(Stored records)

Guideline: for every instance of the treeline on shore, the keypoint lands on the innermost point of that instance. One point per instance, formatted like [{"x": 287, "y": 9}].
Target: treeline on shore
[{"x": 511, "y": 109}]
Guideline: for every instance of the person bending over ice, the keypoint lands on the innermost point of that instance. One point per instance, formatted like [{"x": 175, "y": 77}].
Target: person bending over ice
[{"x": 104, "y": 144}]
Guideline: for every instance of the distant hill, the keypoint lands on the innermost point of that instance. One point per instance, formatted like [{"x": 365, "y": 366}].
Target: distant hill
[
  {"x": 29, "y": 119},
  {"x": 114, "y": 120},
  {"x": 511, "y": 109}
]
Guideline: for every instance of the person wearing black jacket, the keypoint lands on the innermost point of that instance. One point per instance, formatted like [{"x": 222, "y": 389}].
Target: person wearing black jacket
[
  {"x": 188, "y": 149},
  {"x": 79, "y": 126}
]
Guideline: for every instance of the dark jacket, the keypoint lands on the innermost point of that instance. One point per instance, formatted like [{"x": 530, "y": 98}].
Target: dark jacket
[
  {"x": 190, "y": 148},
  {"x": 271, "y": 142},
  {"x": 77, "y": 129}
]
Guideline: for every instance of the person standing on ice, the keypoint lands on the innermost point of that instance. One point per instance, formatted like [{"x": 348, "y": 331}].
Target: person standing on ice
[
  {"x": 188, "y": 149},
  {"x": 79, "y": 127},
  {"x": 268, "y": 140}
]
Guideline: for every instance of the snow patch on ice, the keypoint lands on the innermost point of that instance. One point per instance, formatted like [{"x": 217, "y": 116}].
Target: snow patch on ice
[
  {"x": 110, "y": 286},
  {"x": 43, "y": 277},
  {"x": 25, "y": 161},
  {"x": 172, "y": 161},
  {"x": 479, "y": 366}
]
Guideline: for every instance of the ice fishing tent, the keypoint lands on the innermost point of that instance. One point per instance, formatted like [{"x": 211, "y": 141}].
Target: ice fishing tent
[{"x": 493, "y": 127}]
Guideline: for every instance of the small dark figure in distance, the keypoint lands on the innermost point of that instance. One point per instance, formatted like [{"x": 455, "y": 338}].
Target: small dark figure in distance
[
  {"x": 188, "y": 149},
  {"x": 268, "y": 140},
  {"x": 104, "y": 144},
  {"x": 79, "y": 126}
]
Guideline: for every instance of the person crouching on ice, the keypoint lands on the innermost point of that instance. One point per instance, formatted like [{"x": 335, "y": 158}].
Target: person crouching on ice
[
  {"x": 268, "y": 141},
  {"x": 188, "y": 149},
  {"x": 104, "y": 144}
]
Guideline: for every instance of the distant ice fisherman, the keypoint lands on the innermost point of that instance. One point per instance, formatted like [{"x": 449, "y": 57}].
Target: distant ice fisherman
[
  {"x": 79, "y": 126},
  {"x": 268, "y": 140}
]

Written exercise: Reproduce all of the rows above, replacing every occurrence of "innermost point" with "central point" and leaving everything else unchanged.

Output for this exercise:
Guideline: for every instance of the treeline on shore, the keypoint lands on the central point of that instance. One point per instance, formatted like [{"x": 287, "y": 9}].
Target: treeline on shore
[{"x": 511, "y": 109}]
Guideline: for every instance of the person bending over ice, the keypoint lands on the central point of that instance. One point per instance, formatted like [{"x": 175, "y": 77}].
Target: person bending over ice
[{"x": 104, "y": 144}]
Guideline: for every instance of the distant hill, the keypoint lands on the central point of that instance. One point per instance, formatted like [{"x": 365, "y": 366}].
Target: distant hill
[
  {"x": 29, "y": 119},
  {"x": 114, "y": 120},
  {"x": 511, "y": 109}
]
Guideline: for every instance of the person wearing black jacket, the keypoint lands on the central point of that instance. One point per instance, formatted like [{"x": 222, "y": 389}].
Target: person wearing black jacket
[
  {"x": 188, "y": 149},
  {"x": 79, "y": 126}
]
Guideline: for every instance of the dark jacket, the keypoint lands on the central point of that instance. One point per instance, formatted like [{"x": 530, "y": 98}].
Target: dark jacket
[
  {"x": 190, "y": 148},
  {"x": 271, "y": 142},
  {"x": 77, "y": 129}
]
Guideline: for every instance of the person standing on ice, the keypoint lands on the central point of that instance. One point per instance, formatted like [{"x": 348, "y": 331}].
Target: person standing on ice
[
  {"x": 188, "y": 149},
  {"x": 79, "y": 127},
  {"x": 268, "y": 140}
]
Guideline: for every instance of the snow patch on ice, the keypoint lands on the central point of that instance. One point per instance, formatted like [{"x": 217, "y": 116}].
Target: snow patch on ice
[
  {"x": 110, "y": 286},
  {"x": 43, "y": 277},
  {"x": 25, "y": 161},
  {"x": 172, "y": 161},
  {"x": 479, "y": 366}
]
Guideline: for every instance of the ice fishing tent, the keypoint lands on the central point of that instance. One point per instance, formatted like [{"x": 211, "y": 141}].
Target: ice fishing tent
[{"x": 493, "y": 127}]
Guideline: for every instance of the small dark figure in distance, the keypoint lands on the central point of that instance. One point per instance, formatted like [{"x": 455, "y": 338}].
Target: small dark figure in distance
[
  {"x": 188, "y": 149},
  {"x": 268, "y": 140},
  {"x": 104, "y": 144},
  {"x": 79, "y": 126}
]
Guideline: for every instance of the person crouching on ice, the keypoint lands on the central point of that instance. One point per instance, formatted like [{"x": 335, "y": 158}].
Target: person crouching on ice
[
  {"x": 268, "y": 141},
  {"x": 188, "y": 149},
  {"x": 104, "y": 144}
]
Guideline: for every instance of the distant ice fisherman, the keypoint lands on the central point of that instance. One point per instance, formatted like [{"x": 449, "y": 57}].
Target: distant ice fisherman
[
  {"x": 79, "y": 126},
  {"x": 268, "y": 140}
]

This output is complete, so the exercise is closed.